- _GIVEN PROBLEM_:
Collect every line in the records below that contains the word "values".

- _TASK MATERIAL_:

========================================================================

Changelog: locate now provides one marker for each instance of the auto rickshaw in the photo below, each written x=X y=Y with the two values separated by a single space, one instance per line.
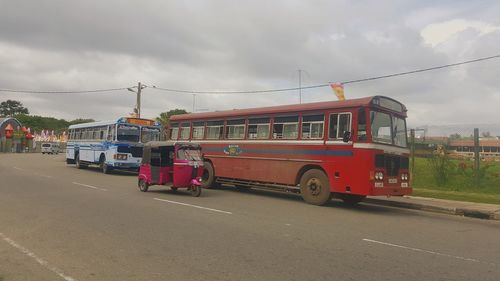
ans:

========================================================================

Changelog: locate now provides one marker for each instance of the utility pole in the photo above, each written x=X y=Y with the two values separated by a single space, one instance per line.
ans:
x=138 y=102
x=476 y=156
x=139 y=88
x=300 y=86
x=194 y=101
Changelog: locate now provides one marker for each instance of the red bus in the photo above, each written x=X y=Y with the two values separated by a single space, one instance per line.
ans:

========================================================================

- _RESULT OF THIS TASK_:
Changelog: locate now provides one marker for each instance of the auto rickshaw in the photo below, each written x=X y=Y with the two values separated by a single space, one instance per line.
Changelog: locate now provides one marker for each instance of the utility pole in the photo above, each written x=X y=Y with the two values separated by a single space, one instance per line.
Changelog: locate now provides one marker for each instance of the red bus in the photo above, each written x=X y=Y with the two values separated by a single space, one instance per line.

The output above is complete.